┌─ Quellenauszug

September 2007

070911

ENERGIE-CHRONIK


Rechnungshof warnt vor Risiken des Steinkohlefinanzierungsgesetzes

Der Bundesrechnungshof hat in einem geheimen Prüfbericht vor "erheblichen finanziellen Risiken" für den Bund gewarnt, falls das Steinkohlefinanzierungsgesetz in der vorgesehenen Form verabschiedet und der RAG-Konzern in eine Stiftung umgewandelt wird. Unabsehbare Folgen für die Staatskasse seien vor allem bei den so genannten Ewigkeitslasten zu befürchten, da hier Bund und Länder einspringen müssen, wenn die Erträge der RAG-Stiftung nicht ausreichen. Das Ausmaß dieser Risiken könne weder die RAG noch die vom Bundeswirtschaftsministerium als Gutachter eingesetzte Wirtschaftsprüfungsgesellschaft KPMG einschätzen. Das Gutachten der KPMG basiere ohnehin weitgehend auf Angaben der RAG. Die vorgesehene Anzahl der Mitglieder des Bundes im Kuratorium entspreche nicht seinen finanziellen Verpflichtungen.

Aus dem geheimen Prüfbericht zitierte erstmals die "Rheinische Post" am 24. August. Bei der ersten Lesung des Steinkohlefinanzierungsgesetzes am 21. September im Bundestag berief sich auch die Abgeordnete Ulla Lötzer auf das Dokument, um die Ablehnung des Gesetzes durch die Fraktion der Linken zu begründen ("Diese Risiken wollen Sie der Öffentlichkeit aufbürden, damit sich private Investoren an den Gewinnen der Evonik Industries bereichern können"). Seitens der Regierungsparteien wurde dagegen mit keinem Wort auf die Kritik des Rechnungshofs eingegangen. Offenbar will man den im Februar 2007 mühsam erzielten Kompromiß nicht gefährden. Auch der Bundesrat ließ in seiner Sitzung am 21. September das Steinkohlefinanzierungsgesetz ohne Einwendungen passieren.

└─
┌─ Datensätze

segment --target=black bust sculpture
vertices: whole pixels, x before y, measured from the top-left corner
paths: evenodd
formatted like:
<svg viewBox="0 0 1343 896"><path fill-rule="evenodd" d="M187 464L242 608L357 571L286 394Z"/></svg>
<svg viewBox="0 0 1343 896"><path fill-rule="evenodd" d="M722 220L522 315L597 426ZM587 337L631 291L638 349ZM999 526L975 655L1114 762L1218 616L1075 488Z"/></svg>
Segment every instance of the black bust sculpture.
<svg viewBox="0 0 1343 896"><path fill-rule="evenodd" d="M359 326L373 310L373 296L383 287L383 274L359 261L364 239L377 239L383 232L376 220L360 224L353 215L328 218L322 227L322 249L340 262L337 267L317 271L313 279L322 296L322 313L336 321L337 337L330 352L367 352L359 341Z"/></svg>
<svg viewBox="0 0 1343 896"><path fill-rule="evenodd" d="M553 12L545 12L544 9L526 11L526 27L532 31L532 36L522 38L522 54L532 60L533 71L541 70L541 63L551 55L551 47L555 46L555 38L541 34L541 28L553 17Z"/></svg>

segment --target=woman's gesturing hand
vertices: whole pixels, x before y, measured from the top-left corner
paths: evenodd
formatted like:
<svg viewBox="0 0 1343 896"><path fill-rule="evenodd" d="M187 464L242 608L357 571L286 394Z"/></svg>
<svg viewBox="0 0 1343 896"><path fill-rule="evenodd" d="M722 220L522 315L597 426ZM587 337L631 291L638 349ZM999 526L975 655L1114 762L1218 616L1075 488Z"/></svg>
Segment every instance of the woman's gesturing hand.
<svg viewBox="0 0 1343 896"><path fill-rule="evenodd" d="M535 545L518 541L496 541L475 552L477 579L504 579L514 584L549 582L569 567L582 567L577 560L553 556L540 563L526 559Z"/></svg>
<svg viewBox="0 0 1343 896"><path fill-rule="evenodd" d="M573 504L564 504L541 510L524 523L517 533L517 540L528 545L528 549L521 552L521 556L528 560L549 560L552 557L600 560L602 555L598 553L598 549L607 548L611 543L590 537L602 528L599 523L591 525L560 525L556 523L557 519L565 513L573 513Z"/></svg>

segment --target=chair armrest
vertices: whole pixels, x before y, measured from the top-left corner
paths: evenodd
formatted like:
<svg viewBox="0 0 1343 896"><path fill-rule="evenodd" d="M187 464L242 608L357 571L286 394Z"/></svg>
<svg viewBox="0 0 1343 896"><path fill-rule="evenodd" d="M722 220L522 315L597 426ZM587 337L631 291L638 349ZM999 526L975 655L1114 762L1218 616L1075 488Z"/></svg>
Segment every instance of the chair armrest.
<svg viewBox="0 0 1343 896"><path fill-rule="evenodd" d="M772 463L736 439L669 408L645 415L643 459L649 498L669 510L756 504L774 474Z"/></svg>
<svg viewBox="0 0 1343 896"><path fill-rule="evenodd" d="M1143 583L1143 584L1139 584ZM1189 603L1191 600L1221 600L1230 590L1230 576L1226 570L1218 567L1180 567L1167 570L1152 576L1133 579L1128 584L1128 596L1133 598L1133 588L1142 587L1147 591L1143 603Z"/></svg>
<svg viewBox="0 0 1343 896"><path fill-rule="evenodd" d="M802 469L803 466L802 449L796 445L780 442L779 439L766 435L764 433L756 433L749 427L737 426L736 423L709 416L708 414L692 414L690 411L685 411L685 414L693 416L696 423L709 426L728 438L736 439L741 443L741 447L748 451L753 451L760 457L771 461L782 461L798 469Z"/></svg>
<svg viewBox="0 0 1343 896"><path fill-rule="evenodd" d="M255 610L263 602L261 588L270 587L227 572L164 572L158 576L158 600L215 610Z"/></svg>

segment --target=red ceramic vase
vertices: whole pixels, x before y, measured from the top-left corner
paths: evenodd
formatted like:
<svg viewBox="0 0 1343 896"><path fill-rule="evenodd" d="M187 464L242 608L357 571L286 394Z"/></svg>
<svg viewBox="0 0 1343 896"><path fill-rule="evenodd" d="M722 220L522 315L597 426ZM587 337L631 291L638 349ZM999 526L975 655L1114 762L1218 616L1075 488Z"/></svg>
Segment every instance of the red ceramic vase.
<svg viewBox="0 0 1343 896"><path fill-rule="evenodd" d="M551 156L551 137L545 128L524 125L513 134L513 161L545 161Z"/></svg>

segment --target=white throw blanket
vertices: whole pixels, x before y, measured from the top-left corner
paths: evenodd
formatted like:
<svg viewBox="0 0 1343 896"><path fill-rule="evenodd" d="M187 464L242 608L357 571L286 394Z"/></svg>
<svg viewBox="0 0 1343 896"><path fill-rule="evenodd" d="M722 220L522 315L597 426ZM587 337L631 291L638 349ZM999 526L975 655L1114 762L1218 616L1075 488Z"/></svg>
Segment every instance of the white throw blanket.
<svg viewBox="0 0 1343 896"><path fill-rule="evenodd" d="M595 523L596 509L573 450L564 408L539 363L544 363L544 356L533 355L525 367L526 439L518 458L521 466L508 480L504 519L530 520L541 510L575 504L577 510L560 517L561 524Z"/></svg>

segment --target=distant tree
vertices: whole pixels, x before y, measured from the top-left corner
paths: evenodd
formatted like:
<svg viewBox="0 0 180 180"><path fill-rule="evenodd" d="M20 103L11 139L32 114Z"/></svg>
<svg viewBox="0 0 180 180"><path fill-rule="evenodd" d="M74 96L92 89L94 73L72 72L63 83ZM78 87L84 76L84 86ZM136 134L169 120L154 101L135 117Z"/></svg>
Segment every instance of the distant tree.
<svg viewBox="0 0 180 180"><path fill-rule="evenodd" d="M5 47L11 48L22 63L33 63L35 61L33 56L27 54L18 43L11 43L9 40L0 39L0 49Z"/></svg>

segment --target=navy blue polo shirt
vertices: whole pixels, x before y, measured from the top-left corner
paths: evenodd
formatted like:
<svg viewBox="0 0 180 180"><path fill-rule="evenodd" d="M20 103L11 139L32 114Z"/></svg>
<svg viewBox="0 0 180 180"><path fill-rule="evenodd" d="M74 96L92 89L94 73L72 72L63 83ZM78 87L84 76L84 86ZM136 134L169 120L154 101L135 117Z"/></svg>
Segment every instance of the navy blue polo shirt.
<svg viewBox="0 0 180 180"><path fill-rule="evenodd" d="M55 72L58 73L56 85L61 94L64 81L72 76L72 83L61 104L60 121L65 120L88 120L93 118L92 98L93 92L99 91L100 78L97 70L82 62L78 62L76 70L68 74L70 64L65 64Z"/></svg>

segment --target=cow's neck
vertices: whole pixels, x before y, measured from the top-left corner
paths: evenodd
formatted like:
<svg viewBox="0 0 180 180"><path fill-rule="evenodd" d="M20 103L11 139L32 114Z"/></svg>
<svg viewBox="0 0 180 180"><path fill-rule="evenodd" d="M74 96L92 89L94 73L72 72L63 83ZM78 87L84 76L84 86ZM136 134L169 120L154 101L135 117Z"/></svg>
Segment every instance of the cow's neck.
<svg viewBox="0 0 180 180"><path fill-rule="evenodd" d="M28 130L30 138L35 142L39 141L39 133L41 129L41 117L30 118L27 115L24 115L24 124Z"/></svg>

└─

- Aufgaben -
**a)** An welchem Tag zitierte die "Rheinische Post" laut dem Text über das Steinkohlefinanzierungsgesetz erstmals aus dem geheimen Prüfbericht?
**b)** Setzen Sie den Text über das Steinkohlefinanzierungsgesetz im Anschluss an seinen letzten Satz fort.
Die Datensätze stammen aus einer anderen Quelle als der Text.

- Antworten je Aufgabe -
**a)** Am 24. August.

**b)**
Das "Gesetz zur Finanzierung der Beendigung des subventionierten Steinkohlenbergbaus zum Jahr 2018 (Steinkohlefinanzierungsgesetz)" regelt Beihilfen im Umfang von bis 21,6 Milliarden Euro, die der Bund ab dem Jahr 2009 für die sozialverträgliche Beendigung des subventionierten Steinkohlenbergbaus bereitzustellen hat. Es basiert auf den "Eckpunkten einer kohlepolitischen Verständigung", auf die sich der Bund, das Land Nordrhein-Westfalen und das Saarland am 7. Februar 2007 geeinigt haben (070203). Es berücksichtigt ferner den Erblastenvertrag der beiden Bundesländer mit der RAG-Stiftung. Mit den Beihilfen werden die nach Beendigung des subventionierten Steinkohlenbergbaus weiter bestehenden Verpflichtungen der RAG AG finanziert, die keinen Ewigkeitscharakter haben (z. B. Pensionsverpflichtungen).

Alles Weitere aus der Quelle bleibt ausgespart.